§ **Given task**
Can you recast every line of the records below as a Markdown table with the columns Number and Entry, one row per line and numbered in order? Skip blank lines and leave the pictures out.

___ Exercise material

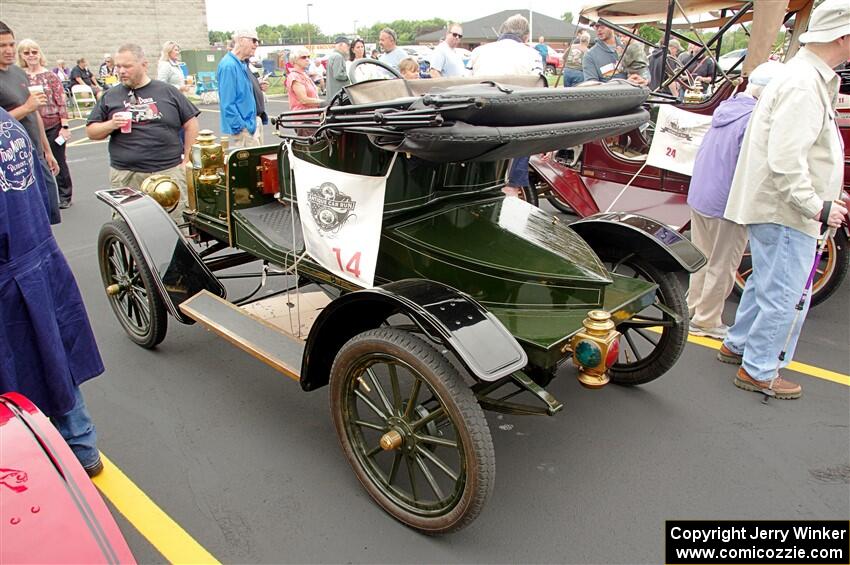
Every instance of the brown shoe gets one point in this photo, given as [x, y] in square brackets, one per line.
[782, 389]
[95, 468]
[726, 355]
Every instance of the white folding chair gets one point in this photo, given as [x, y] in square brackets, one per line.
[83, 98]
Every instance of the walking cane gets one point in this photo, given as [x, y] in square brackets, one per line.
[830, 232]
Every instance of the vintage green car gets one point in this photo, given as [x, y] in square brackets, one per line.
[477, 299]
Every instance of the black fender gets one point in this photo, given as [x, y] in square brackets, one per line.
[476, 336]
[652, 240]
[178, 270]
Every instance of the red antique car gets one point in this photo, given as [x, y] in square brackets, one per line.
[49, 508]
[593, 178]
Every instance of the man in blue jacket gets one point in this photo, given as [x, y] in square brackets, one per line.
[240, 93]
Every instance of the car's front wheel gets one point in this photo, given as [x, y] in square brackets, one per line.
[412, 430]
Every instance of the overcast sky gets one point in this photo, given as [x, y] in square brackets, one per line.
[338, 17]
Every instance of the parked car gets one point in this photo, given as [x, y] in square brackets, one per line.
[476, 298]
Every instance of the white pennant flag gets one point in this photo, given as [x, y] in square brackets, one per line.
[341, 217]
[678, 135]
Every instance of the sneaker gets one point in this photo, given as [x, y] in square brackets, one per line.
[94, 469]
[717, 333]
[782, 389]
[726, 355]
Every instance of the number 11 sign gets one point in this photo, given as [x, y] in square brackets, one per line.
[341, 216]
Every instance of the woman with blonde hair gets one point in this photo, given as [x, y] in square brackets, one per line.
[168, 69]
[301, 88]
[54, 114]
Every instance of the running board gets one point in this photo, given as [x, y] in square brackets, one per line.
[263, 340]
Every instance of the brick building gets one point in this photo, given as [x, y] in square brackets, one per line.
[69, 29]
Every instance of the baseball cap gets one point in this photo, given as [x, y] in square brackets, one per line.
[765, 72]
[829, 21]
[246, 32]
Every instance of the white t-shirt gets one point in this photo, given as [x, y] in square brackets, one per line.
[447, 61]
[505, 57]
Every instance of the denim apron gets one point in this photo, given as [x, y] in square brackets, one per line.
[47, 346]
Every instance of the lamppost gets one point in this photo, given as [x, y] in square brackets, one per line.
[308, 27]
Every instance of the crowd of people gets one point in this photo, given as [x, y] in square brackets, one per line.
[768, 171]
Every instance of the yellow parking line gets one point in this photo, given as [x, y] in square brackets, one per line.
[802, 368]
[85, 141]
[156, 526]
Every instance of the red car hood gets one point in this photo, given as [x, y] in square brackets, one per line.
[50, 512]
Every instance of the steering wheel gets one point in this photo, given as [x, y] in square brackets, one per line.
[686, 79]
[385, 69]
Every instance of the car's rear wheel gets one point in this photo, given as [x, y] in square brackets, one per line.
[831, 270]
[130, 285]
[652, 340]
[412, 430]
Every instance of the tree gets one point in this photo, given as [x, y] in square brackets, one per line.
[650, 33]
[219, 36]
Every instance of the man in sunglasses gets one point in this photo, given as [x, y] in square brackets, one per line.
[446, 62]
[392, 53]
[240, 93]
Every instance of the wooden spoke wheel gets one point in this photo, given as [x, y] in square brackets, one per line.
[652, 340]
[412, 430]
[831, 270]
[130, 285]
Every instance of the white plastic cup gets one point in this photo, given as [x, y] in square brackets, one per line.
[128, 127]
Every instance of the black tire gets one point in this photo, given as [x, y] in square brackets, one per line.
[387, 360]
[831, 271]
[644, 354]
[138, 305]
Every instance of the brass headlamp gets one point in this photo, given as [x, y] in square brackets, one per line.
[163, 189]
[595, 348]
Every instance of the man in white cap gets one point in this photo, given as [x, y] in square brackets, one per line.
[785, 191]
[240, 93]
[721, 241]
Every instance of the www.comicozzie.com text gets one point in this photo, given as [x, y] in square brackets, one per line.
[726, 534]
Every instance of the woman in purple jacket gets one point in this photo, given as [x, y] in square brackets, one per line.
[720, 240]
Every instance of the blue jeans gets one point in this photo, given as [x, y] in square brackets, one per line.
[573, 77]
[78, 430]
[52, 195]
[782, 261]
[518, 175]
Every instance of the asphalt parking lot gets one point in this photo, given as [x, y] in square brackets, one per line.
[248, 466]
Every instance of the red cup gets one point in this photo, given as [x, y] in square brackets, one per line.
[128, 127]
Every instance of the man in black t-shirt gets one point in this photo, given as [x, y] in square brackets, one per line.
[158, 112]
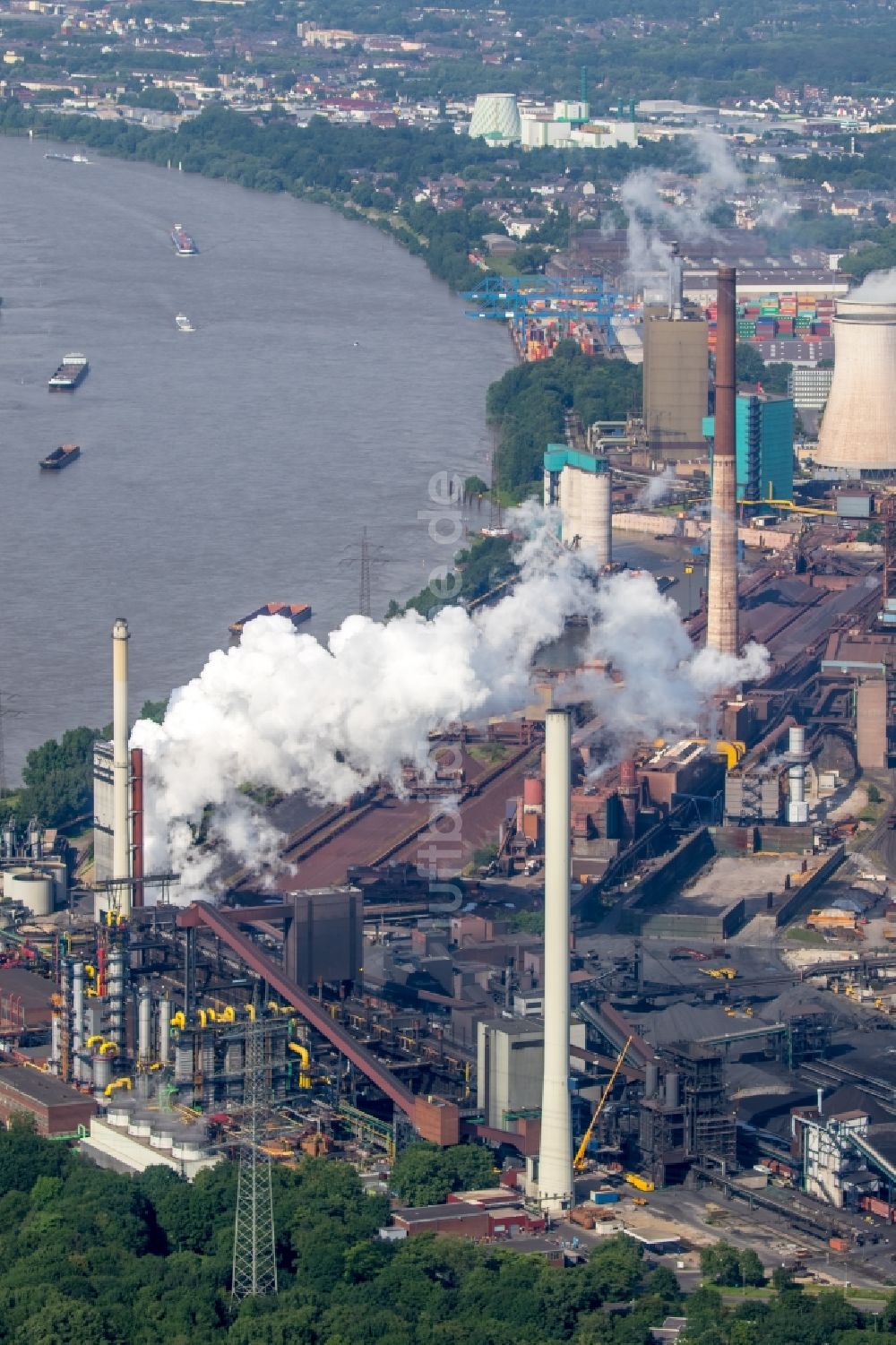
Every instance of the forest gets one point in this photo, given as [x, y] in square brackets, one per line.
[93, 1258]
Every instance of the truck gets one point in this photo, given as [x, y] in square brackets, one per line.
[639, 1183]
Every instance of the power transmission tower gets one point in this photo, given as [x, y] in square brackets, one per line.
[364, 598]
[495, 514]
[7, 711]
[254, 1263]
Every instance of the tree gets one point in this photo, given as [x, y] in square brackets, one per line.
[58, 778]
[751, 1269]
[720, 1264]
[750, 364]
[153, 711]
[424, 1175]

______

§ **Task solution**
| Number | Entry |
|---|---|
| 1 | Every instance of the brown shoe gets one point in this photo, given as [x, y] in square brackets, one per line. |
| 2 | [782, 389] |
| 3 | [95, 468] |
| 4 | [726, 355] |
| 5 | Every instance of the white folding chair gets one point in this photo, given as [x, y] in square brackets, one per line. |
| 6 | [83, 98] |
| 7 | Every instance of the walking cane gets one point in this photo, given as [x, y] in square brackets, one per line. |
| 8 | [830, 232] |
| 9 | Every instance of the vintage green car gets one point in this photo, given as [x, y] in square brackets, one per line. |
| 10 | [477, 299] |
| 11 | Every instance of the black fender gets one point in this photo, given as [x, y] in square brackets, one per line. |
| 12 | [476, 336] |
| 13 | [652, 240] |
| 14 | [178, 270] |
| 15 | Every instance of the red antique car gets one point in this photo, given as [x, y] in square brackets, one per line. |
| 16 | [49, 508] |
| 17 | [593, 178] |
| 18 | Every instance of the man in blue jacket gets one point in this photo, given as [x, y] in square brackets, one per line. |
| 19 | [240, 93] |
| 20 | Every instance of the car's front wheel gets one point in this photo, given as [x, y] in square brackets, one per line. |
| 21 | [412, 430] |
| 22 | Every instance of the overcast sky gets one point in this photo, given as [x, y] in square brackets, one per line. |
| 23 | [338, 17] |
| 24 | Every instance of the parked car gets one point in this photo, given as [x, y] in square brackets, one per line. |
| 25 | [476, 298] |
| 26 | Every instance of the white pennant flag gets one point in this photo, given as [x, y] in square brackets, one per line. |
| 27 | [341, 217] |
| 28 | [678, 135] |
| 29 | Every instance of the sneaker gets one point in this photo, given as [x, y] in square brackets, one per line. |
| 30 | [94, 469] |
| 31 | [717, 333] |
| 32 | [782, 389] |
| 33 | [726, 355] |
| 34 | Every instance of the number 11 sign gets one point in this photo, given as [x, y] in square brackets, one per line. |
| 35 | [341, 216] |
| 36 | Every instance of the woman with blonde hair gets one point in this photo, given as [x, y] in square brackets, one per line. |
| 37 | [168, 69] |
| 38 | [301, 88] |
| 39 | [54, 114] |
| 40 | Every instance of the running board gets one point in this photo, given as [x, y] in square brackets, one per line. |
| 41 | [263, 340] |
| 42 | Every instance of the brick building gets one point in this photo, given as [x, y] in square brackets, one per line. |
| 43 | [69, 29] |
| 44 | Every instance of the baseball cap gets one point in this photo, given as [x, y] in square brackets, one per line. |
| 45 | [765, 72] |
| 46 | [829, 21] |
| 47 | [246, 32] |
| 48 | Every instance of the white t-shirt gets one point in this photo, given as [x, y] in square brackets, one per line. |
| 49 | [447, 61] |
| 50 | [505, 57] |
| 51 | Every instance of the denim apron gets one point in this photo, given as [x, y] in square brackets, one per line. |
| 52 | [47, 346] |
| 53 | Every instance of the lamppost gets one point in this photo, given as [x, y] in square brackets, one per line. |
| 54 | [308, 27] |
| 55 | Every instance of the crowd of people gets one point in this photo, given as [x, y] in square brackets, one per line. |
| 56 | [768, 171] |
| 57 | Every instance of the yellow parking line gets one point in this photo, given as [x, y] in square brackets, one per line. |
| 58 | [802, 368] |
| 59 | [85, 141] |
| 60 | [156, 526] |
| 61 | Every instance of the red car hood gets one point in this photo, given as [x, y] in square brackets, one per line. |
| 62 | [50, 512] |
| 63 | Every instance of the steering wheel gets one point in this photo, given as [x, y] in square brackets, one per line. |
| 64 | [686, 79] |
| 65 | [385, 69] |
| 66 | Every instance of the car's rear wheel gets one point in this photo, given as [x, y] in square brackets, one per line. |
| 67 | [831, 270] |
| 68 | [130, 285] |
| 69 | [652, 340] |
| 70 | [412, 430] |
| 71 | Every instance of the tree gets one point in this photo, given as [x, y] in square brackets, one per line. |
| 72 | [650, 33] |
| 73 | [219, 36] |
| 74 | Every instance of the man in sunglasses gets one point in this photo, given as [x, y] in square brackets, one per line. |
| 75 | [446, 62] |
| 76 | [392, 53] |
| 77 | [240, 93] |
| 78 | Every instance of the wooden spoke wheel gets one point in this photo, given as [x, y] in square brackets, one per line. |
| 79 | [652, 340] |
| 80 | [412, 430] |
| 81 | [831, 270] |
| 82 | [130, 285] |
| 83 | Every instance of the white plastic cup gets one point in this photo, given as [x, y] in square brackets, one per line. |
| 84 | [128, 127] |
| 85 | Every instance of the black tire gets one point in this photo, given as [x, y] in square brackets, one per line. |
| 86 | [387, 360] |
| 87 | [831, 271] |
| 88 | [644, 354] |
| 89 | [138, 305] |
| 90 | Every instance of the brass headlamp gets one point in this photo, given as [x, y] in square brackets, one per line. |
| 91 | [163, 189] |
| 92 | [595, 348] |
| 93 | Every instance of the man in white cap gets one point in this photo, given as [x, y] in square brackets, one per line. |
| 94 | [785, 191] |
| 95 | [240, 93] |
| 96 | [721, 241] |
| 97 | Every instance of the www.comicozzie.com text gets one point in this photo, given as [x, y] in square brackets, one per line. |
| 98 | [726, 534] |
| 99 | Every instance of the woman in purple jacket gets one point in this photo, given as [x, y] in square brackets, one per line. |
| 100 | [720, 240] |
| 101 | Every instance of the blue jeans gets one point in this photo, given as [x, y] in square brackets, one per line. |
| 102 | [573, 77] |
| 103 | [78, 430] |
| 104 | [52, 195] |
| 105 | [782, 261] |
| 106 | [518, 175] |
| 107 | Every instance of the asphalt parking lot gets one point in this photo, given as [x, y] in square brackets, one per line. |
| 108 | [248, 466] |
| 109 | Every instance of the red cup gets one point in this photo, given as [x, y] in square brackets, one per line. |
| 110 | [128, 127] |
| 111 | Every instance of the man in black t-shirt gets one point in this photo, given as [x, y] in square brackets, one per line. |
| 112 | [158, 112] |
| 113 | Every instance of the forest gets one point in this photo, given as [x, y] in square brackets, one per line. |
| 114 | [93, 1258] |
| 115 | Every instance of the truck gets one point in this photo, given as [x, y] in square brackets, one per line. |
| 116 | [639, 1183] |
| 117 | Every instance of the power transmission tower gets one point in this photo, given as [x, y] in square brackets, one per line. |
| 118 | [364, 598] |
| 119 | [495, 514] |
| 120 | [7, 711] |
| 121 | [254, 1263] |
| 122 | Every instance of the tree gets one point in this photo, given as [x, y] in square brackets, one per line. |
| 123 | [58, 778] |
| 124 | [751, 1269] |
| 125 | [720, 1264] |
| 126 | [750, 364] |
| 127 | [153, 711] |
| 128 | [424, 1175] |